— Selected text —

A Midyear Portfolio Checkup in 7 Steps
After the first-quarter market volatility, the time is right to see if any adjustments are in order.
If you didn't any make any panicked trades in the midst of the first-quarter stock market downdraft, give yourself a pat on the back. Amid the pandemic and related economic worries, stocks experienced some gut-wrenching drops in February and March 2020, testing the fortitude of even the most battle-scarred investing veterans. Stocks went on to enjoy a dramatic recovery in the second quarter, nearly erasing their first-quarter losses and rewarding investors who sat tight through those scary days.
Now that the markets have calmed down, it's a much better time to check up on your portfolio than was the case when everything was topsy-turvy. With a cooler head, you can methodically see if any adjustments are in order. I usually say that conducting such a review once or twice a year--or quarterly, at most--is more than enough for most investors. As you do so, follow these seven steps.
Step 1: See how you're doing.
Before you get mired in the details of your portfolio, start with your plan. Are you on track to reach your financial goals?
If you're still accumulating assets for retirement, check up on whether your current portfolio balance, combined with your savings rate, puts you on track to reach whatever goal you're working toward. Tally your various contributions across all accounts so far in 2020: A decent baseline savings rate is 15%, but higher-income folks will want to aim for 20% or even higher. Not only will high earners need to supply more of their retirement cash flows with their own salaries (Social Security will replace less of their working incomes), but they should also have more room in their budgets to target a higher savings rate. You'll also need to aim higher if you're saving for goals other than retirement, such as college funding for children or a home down payment. In addition to assessing your savings rate, take a look at your portfolio balance: Fidelity Investments has developed helpful benchmarks to gauge nest-egg adequacy at various life stages.

— Work task —
Please list every savings goal that the portfolio checkup article names.

[Collection entries]
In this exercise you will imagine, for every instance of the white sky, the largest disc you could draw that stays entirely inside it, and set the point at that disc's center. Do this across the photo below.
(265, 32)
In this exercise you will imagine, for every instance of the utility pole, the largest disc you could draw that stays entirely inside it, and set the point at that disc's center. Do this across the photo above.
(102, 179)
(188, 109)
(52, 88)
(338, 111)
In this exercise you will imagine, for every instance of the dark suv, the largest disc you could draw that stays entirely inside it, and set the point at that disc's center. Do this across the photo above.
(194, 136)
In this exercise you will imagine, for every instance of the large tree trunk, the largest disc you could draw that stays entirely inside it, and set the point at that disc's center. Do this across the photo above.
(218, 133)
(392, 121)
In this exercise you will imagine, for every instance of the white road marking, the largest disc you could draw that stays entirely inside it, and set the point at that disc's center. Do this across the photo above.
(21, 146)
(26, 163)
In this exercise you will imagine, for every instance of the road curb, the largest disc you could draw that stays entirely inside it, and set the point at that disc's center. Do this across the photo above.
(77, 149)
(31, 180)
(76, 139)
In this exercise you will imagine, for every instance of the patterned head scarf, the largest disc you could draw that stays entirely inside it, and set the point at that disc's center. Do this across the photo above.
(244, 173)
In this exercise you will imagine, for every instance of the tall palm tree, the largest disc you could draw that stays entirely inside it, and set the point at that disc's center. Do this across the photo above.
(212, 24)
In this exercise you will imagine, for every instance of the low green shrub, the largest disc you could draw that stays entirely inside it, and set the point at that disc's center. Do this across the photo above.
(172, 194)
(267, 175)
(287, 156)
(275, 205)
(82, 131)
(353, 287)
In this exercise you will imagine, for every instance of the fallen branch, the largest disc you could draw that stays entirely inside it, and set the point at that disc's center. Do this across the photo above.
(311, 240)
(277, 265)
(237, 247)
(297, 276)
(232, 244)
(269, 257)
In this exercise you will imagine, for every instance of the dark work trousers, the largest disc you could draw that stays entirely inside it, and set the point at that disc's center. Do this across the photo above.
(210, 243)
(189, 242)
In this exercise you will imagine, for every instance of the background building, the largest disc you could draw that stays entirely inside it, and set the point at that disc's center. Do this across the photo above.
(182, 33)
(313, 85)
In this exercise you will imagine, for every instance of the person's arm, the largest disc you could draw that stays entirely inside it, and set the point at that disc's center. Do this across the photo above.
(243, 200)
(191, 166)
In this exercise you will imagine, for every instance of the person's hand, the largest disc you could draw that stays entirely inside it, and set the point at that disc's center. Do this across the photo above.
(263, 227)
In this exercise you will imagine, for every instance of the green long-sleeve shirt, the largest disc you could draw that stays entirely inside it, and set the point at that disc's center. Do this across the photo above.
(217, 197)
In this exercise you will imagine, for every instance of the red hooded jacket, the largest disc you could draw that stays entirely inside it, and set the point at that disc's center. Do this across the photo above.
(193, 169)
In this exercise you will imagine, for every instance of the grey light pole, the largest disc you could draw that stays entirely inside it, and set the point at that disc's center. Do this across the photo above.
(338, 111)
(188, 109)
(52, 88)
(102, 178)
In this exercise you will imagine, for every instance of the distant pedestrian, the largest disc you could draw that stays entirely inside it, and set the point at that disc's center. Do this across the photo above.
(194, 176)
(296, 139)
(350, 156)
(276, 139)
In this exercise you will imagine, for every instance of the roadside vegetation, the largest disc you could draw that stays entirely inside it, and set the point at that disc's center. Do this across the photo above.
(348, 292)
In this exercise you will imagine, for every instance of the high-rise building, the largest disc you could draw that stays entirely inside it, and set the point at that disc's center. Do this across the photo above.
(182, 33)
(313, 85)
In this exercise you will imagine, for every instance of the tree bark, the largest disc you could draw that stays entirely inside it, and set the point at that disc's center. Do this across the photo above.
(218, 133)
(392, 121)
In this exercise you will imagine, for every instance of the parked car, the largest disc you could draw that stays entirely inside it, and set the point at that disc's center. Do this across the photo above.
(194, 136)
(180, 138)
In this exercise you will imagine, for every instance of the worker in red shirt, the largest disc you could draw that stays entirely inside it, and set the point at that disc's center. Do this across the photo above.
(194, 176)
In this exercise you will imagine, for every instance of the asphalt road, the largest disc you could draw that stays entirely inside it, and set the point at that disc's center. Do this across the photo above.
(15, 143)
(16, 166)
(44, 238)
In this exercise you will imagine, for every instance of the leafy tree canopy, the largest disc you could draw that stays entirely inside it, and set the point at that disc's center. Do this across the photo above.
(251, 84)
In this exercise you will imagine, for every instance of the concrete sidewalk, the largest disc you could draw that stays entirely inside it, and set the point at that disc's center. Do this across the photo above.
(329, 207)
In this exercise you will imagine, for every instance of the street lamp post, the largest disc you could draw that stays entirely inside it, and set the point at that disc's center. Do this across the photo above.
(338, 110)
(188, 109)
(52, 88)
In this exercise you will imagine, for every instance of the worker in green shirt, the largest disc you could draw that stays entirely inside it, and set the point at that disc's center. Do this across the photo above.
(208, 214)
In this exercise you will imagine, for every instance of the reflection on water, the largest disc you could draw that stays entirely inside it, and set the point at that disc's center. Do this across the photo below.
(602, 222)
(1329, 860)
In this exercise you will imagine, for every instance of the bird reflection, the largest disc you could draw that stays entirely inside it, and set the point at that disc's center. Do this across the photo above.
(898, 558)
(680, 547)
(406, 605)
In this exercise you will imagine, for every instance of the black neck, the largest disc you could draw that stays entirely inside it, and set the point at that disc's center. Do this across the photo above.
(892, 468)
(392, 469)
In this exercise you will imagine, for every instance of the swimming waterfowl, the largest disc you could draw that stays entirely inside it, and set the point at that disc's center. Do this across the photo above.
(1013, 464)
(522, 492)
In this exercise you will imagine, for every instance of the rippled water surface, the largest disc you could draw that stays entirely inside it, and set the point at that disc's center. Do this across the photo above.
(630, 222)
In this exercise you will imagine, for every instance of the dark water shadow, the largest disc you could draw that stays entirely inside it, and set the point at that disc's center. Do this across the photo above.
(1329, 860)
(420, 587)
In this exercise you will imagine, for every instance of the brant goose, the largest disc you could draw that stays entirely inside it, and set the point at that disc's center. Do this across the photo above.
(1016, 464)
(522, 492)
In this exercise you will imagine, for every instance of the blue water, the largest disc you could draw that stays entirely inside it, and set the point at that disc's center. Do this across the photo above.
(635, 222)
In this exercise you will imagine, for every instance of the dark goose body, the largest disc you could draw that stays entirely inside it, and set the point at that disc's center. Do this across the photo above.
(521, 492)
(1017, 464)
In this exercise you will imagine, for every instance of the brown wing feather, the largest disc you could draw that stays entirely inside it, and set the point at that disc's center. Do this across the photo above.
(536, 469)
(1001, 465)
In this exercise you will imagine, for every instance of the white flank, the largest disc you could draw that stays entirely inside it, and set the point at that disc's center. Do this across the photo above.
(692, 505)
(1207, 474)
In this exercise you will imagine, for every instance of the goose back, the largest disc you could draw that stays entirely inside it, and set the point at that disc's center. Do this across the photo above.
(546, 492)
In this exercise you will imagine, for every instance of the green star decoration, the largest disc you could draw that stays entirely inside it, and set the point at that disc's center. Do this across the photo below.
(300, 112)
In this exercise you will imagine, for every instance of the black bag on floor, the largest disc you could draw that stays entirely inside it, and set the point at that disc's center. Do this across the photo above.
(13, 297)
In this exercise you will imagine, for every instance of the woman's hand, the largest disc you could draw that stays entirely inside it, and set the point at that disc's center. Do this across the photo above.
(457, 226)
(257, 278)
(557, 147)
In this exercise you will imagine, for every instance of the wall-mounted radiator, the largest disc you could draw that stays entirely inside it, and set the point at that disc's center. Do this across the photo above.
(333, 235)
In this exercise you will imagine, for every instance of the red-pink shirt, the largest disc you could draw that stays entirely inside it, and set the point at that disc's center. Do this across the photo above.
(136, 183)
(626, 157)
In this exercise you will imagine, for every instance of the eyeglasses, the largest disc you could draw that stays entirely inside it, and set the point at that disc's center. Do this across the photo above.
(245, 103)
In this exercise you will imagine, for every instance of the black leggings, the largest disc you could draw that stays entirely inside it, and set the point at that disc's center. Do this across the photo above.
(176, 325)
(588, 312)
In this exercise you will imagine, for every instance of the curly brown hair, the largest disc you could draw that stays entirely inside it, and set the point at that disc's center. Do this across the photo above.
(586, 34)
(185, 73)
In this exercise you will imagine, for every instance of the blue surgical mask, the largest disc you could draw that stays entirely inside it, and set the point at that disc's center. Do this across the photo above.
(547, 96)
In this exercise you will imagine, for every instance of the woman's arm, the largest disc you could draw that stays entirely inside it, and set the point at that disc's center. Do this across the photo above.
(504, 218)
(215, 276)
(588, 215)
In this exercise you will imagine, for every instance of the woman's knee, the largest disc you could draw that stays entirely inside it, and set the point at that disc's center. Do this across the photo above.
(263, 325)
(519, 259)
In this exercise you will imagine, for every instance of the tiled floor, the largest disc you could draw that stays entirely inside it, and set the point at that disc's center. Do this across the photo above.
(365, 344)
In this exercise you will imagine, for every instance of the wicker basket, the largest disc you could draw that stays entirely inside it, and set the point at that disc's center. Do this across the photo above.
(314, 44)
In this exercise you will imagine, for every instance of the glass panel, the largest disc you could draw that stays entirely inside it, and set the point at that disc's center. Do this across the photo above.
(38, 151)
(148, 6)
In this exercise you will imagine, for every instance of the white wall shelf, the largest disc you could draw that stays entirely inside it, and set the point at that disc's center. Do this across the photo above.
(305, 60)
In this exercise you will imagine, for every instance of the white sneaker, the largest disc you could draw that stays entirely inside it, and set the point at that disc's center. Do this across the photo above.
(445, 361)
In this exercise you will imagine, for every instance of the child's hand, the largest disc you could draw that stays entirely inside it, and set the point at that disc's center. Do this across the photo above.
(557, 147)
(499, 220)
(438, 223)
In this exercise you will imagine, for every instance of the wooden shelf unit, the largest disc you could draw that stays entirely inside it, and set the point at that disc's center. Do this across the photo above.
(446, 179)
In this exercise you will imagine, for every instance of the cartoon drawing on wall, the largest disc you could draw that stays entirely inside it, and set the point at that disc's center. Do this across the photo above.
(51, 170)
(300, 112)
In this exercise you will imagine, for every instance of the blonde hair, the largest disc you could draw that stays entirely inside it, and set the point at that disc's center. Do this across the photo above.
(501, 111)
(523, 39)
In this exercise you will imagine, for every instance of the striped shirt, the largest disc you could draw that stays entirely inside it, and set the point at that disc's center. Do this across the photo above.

— Solution to the problem —
- Retirement
- College funding for children
- A home down payment